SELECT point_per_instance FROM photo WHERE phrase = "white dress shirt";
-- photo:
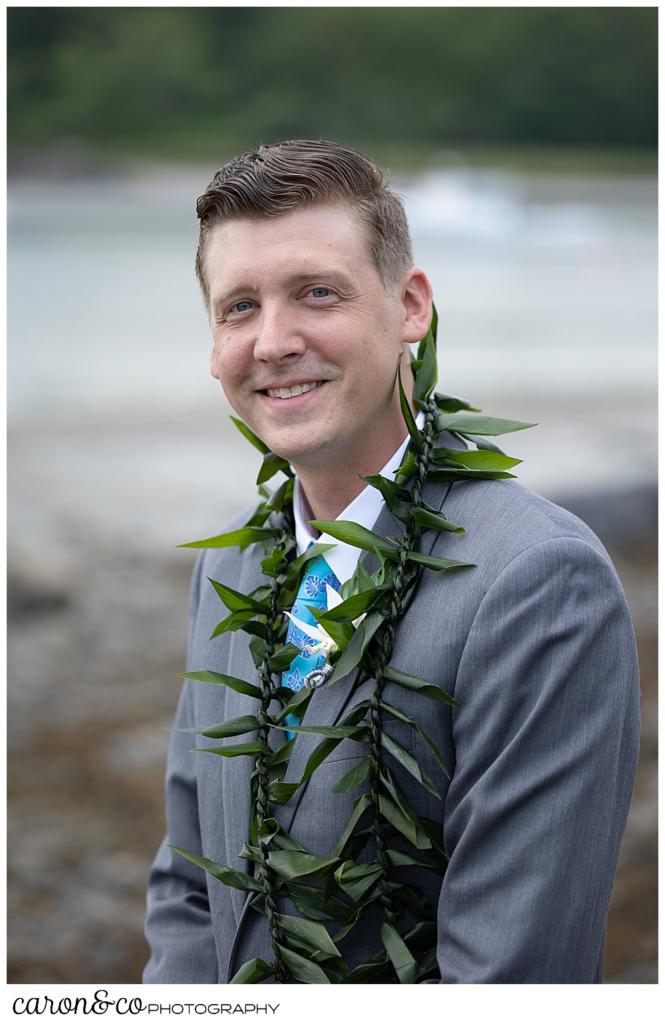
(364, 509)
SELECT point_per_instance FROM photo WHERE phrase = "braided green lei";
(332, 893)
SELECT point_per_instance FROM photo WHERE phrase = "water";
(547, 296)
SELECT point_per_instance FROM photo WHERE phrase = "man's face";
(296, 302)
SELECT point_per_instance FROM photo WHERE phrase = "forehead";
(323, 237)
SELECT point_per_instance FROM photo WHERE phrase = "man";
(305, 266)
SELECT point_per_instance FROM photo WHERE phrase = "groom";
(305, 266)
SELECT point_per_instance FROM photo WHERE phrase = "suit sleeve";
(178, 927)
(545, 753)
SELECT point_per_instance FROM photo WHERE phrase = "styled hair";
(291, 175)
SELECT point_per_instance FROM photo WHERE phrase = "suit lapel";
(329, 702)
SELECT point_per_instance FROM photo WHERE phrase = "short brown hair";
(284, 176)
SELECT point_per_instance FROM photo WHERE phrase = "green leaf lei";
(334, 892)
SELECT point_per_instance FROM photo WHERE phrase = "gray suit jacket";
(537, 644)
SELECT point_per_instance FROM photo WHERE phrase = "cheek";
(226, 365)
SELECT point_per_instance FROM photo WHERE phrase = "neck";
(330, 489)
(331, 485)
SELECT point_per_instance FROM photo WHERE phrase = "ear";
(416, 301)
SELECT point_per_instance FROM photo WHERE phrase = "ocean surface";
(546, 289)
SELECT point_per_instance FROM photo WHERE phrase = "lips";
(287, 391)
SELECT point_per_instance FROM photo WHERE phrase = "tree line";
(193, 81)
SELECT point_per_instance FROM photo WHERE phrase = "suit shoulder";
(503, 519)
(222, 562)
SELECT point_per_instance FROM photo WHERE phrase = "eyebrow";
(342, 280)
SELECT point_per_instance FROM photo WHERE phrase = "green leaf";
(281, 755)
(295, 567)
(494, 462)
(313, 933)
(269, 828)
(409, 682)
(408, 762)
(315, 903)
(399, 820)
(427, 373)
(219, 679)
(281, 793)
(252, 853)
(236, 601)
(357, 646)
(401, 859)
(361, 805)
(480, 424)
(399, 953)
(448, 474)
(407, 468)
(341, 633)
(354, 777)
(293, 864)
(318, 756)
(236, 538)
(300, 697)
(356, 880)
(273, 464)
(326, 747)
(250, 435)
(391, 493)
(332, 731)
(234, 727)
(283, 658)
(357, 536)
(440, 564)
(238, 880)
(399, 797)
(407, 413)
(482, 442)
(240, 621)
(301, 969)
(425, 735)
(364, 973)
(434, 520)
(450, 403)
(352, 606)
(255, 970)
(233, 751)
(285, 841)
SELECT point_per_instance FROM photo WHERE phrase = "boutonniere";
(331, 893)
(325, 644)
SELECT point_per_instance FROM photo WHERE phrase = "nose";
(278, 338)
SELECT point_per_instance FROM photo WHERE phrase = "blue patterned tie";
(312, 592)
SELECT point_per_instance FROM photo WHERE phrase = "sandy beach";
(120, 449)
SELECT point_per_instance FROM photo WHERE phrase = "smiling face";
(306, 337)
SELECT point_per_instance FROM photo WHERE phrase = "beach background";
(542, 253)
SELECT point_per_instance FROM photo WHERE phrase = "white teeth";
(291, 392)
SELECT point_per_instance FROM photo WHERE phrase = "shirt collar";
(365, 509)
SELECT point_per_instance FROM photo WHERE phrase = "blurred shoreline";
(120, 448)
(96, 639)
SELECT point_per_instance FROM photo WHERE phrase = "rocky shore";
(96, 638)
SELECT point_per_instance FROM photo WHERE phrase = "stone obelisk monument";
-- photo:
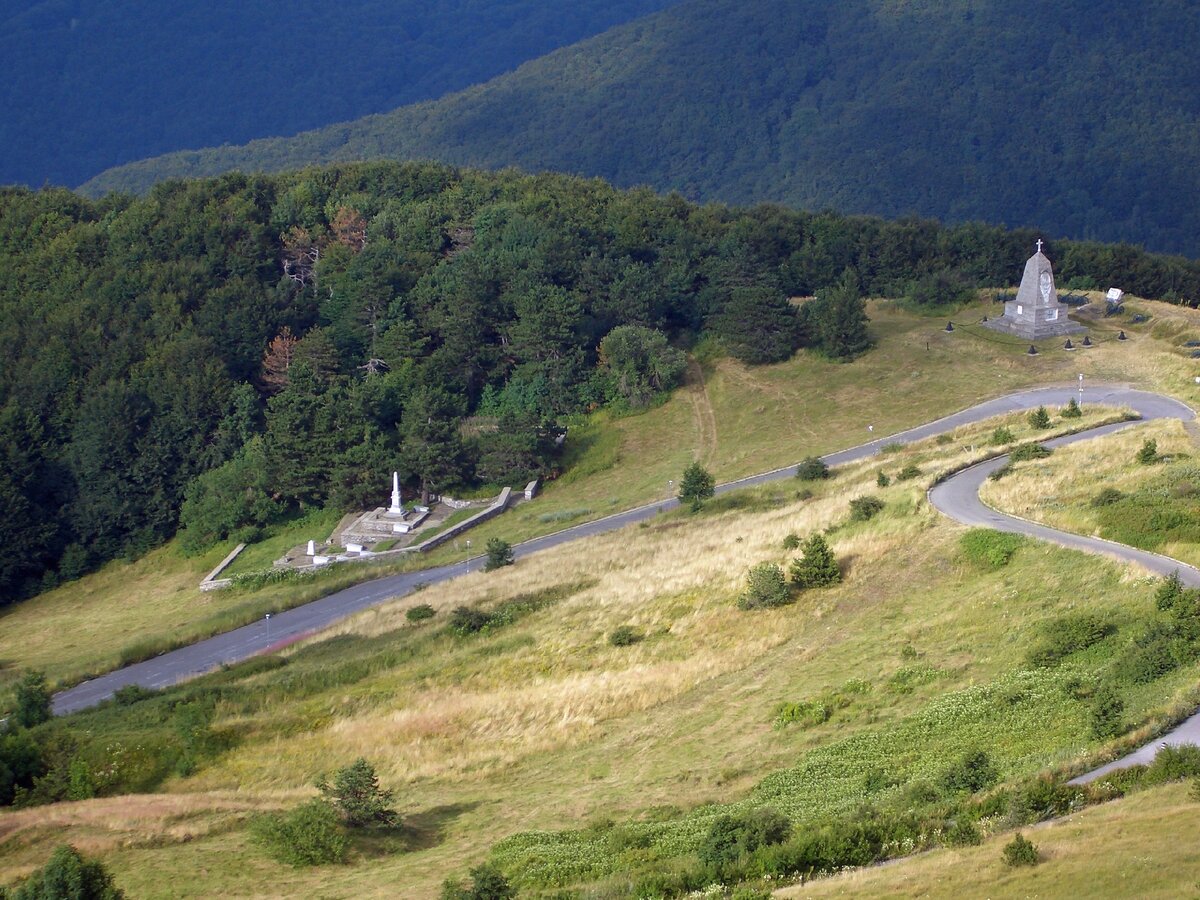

▸ **WORK INSTRUCTIONS**: Without the images, write out all of the records exactly.

▸ **WRITTEN SOLUTION**:
SELECT point_per_instance FROM photo WHERE phrase = "white dress shirt";
-- photo:
(364, 509)
SELECT point_per_instance FROM photo WHERE phrase = "braided green lei";
(332, 893)
SELECT point_per_instance FROM photo WHERE phrase = "water";
(547, 296)
SELECT point_per_instance FROM photo WHERE phrase = "man's face";
(296, 302)
SELECT point_per_instance FROM photo WHERE phrase = "forehead";
(323, 237)
SELECT point_per_instance FROM photo WHERE phrase = "man";
(305, 266)
SELECT point_per_instance FROM photo WHERE phrase = "groom";
(305, 266)
SELECT point_per_instance FROM photo WHERE phrase = "suit sleeve";
(178, 927)
(545, 753)
SELECT point_per_instance FROM photo WHERE phrase = "styled hair";
(291, 175)
SELECT point_per_instance FROM photo WHERE phrase = "suit lapel";
(329, 702)
SELECT point_per_instance FROM photo WHERE phrase = "short brown hair";
(284, 176)
SELECT point_per_instance FROM photo WHERE phrase = "green leaf lei";
(334, 892)
SELECT point_per_instance FROM photo WHERE phrase = "gray suit jacket";
(537, 644)
SELECT point_per_instance FROM photo WHERE phrase = "cheek";
(226, 365)
SELECT point_per_instance FROM photo WHERE phrase = "neck";
(330, 489)
(331, 485)
SELECT point_per_instance FROM photo WHERE phrase = "ear";
(416, 301)
SELECT point_per_instance FROM photo WHERE phrase = "ocean surface";
(546, 289)
SELECT point_per_instance FROM photo WHERE phrase = "lips";
(287, 391)
SELECT point_per_instance FROM photo WHERE phrase = "tree line";
(193, 81)
SELECT point_per_instance FROM photo WHERE phrase = "suit shoulder";
(503, 519)
(222, 562)
SELECT point_per_instance FROM photo WHERE phrase = "eyebrow";
(342, 280)
SELECT point_per_instance FROM photo WHERE phrase = "green leaf";
(281, 755)
(295, 567)
(494, 462)
(313, 933)
(269, 828)
(409, 682)
(408, 762)
(315, 903)
(399, 820)
(427, 373)
(219, 679)
(281, 793)
(252, 853)
(236, 601)
(357, 646)
(401, 859)
(361, 805)
(480, 424)
(399, 953)
(448, 474)
(407, 468)
(341, 633)
(354, 777)
(293, 864)
(318, 756)
(236, 538)
(300, 697)
(356, 880)
(273, 464)
(326, 747)
(250, 435)
(391, 493)
(332, 731)
(234, 727)
(283, 658)
(357, 536)
(440, 564)
(238, 880)
(399, 797)
(407, 413)
(482, 442)
(240, 621)
(301, 969)
(425, 735)
(364, 973)
(434, 520)
(450, 403)
(352, 606)
(255, 970)
(233, 751)
(285, 841)
SELECT point_per_instance FROM photo WHERE phrase = "boutonniere";
(331, 893)
(325, 644)
SELECT point_per_instance FROM photo WHERE phrase = "nose";
(278, 338)
SELECT point_per_instance FROM photo WHERE phrase = "blue patterned tie";
(312, 592)
SELECT point_per_instance FROM photo WHERE phrase = "sandy beach";
(120, 449)
SELECT point_per_instance FROM photo WHERE phrase = "smiling face";
(306, 337)
SELECT point_per_instance FROM photo WHERE phrase = "beach background";
(542, 253)
SELECT point_per_instance FROM photo WHERE phrase = "white teeth";
(291, 392)
SELECT point_per_instance FROM photo WHERE phrase = "shirt collar";
(365, 509)
SELECT point_per_instance FROM photo WHERE phrase = "blurred shoreline";
(120, 448)
(96, 639)
SELECT point_per_instance FROM photo WHERE phrase = "rocky shore";
(96, 638)
SELECT point_per_instance FROM photo WHERE phrase = "stone obelisk monument";
-- photo:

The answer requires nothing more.